══ FRAGMENTO SELECCIONADO ══
En el 23 de Enero, narra el entrevistado anónimo, hubo personas inocentes que quedaron en medio del fuego entre las fuerzas armadas institucionalistas y las organizaciones de extrema izquierda que operaban, y aún lo hacen, en ese sector. Estos grupos de paramilitares usaron los apartamentos de familias del 23 de Enero “como abrigo y encubrimiento” para atacar las fuerzas armadas que estaban allí para restablecer el orden.
“Era de madrugada, aún faltaba más de una hora para amanecer. Los militares recibieron la orden de reducir a los insurrectos que estaban enconchados en varios bloques del 23 de Enero. Eran civiles miembros de bandas autodenominadas ‘revolucionarias’, de las que hoy integran los colectivos, que participaban en la insurrección. Perseguidos por las fuerzas armadas, se metieron en los bloques. Se suponían que bajarían seguidos por la multitud, pero al no lograr esto optaron por secuestrar a la gente en sus casas”, sigue X.
═══
PETICIÓN ESCRITA 1 » Transcribe del relato sobre el 23 de Enero todo lo que va desde "En el 23 de" hasta "restablecer el orden.", ambos incluidos.
PETICIÓN ESCRITA 2 » Según el relato sobre el 23 de Enero, ¿qué hicieron los insurrectos al no lograr que la multitud los siguiera?
PETICIÓN ESCRITA 3 » Prosigue el relato sobre el 23 de Enero a partir de su última oración.
══ DATOS EXTRAÍDOS ══
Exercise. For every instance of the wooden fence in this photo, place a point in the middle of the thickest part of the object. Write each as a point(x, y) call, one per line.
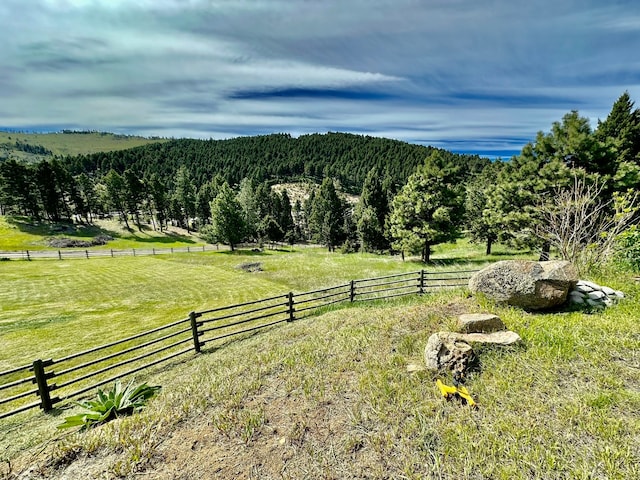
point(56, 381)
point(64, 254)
═══
══ DATOS EXTRAÍDOS ══
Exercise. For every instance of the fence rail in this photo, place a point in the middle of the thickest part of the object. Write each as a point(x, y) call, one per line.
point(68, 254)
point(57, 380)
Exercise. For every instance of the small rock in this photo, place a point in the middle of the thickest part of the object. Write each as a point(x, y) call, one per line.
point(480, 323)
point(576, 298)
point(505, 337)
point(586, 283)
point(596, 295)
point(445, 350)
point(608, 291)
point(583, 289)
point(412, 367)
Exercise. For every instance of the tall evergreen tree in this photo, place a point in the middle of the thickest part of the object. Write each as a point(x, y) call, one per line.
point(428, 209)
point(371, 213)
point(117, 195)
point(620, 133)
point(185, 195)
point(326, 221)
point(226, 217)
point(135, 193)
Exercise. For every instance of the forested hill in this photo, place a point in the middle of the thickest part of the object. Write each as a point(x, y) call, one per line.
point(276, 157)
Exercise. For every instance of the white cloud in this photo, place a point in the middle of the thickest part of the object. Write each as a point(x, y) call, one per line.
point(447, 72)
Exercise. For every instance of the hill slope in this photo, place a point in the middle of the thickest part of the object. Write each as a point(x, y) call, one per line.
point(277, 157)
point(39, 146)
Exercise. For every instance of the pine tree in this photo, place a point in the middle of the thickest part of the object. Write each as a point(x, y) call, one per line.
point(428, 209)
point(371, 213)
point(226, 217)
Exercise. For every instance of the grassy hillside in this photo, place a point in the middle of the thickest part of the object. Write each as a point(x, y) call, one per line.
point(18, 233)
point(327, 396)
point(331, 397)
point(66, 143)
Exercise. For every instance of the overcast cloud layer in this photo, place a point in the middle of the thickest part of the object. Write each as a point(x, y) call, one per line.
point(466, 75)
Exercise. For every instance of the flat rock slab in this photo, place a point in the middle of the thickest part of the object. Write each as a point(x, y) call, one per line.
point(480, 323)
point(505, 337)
═══
RESULTADO FINAL 1 »
En el 23 de Enero, narra el entrevistado anónimo, hubo personas inocentes que quedaron en medio del fuego entre las fuerzas armadas institucionalistas y las organizaciones de extrema izquierda que operaban, y aún lo hacen, en ese sector. Estos grupos de paramilitares usaron los apartamentos de familias del 23 de Enero “como abrigo y encubrimiento” para atacar las fuerzas armadas que estaban allí para restablecer el orden.

RESULTADO FINAL 2 » Optaron por secuestrar a la gente en sus casas.

RESULTADO FINAL 3 »
Los insurrectos disparaban desde las ventanas. Se oían gritos, llanto, gente que pedía que se fueran los militares porque los tenían amenazados en los apartamentos. Desde allí lanzaron dos granadas, que mataron a dos soldados y cuatro civiles que estaban afuera. Después de varias horas de intercambio de disparos, una unidad de las fuerzas armadas entró en uno de esos bloques para terminar de una vez con aquella situación.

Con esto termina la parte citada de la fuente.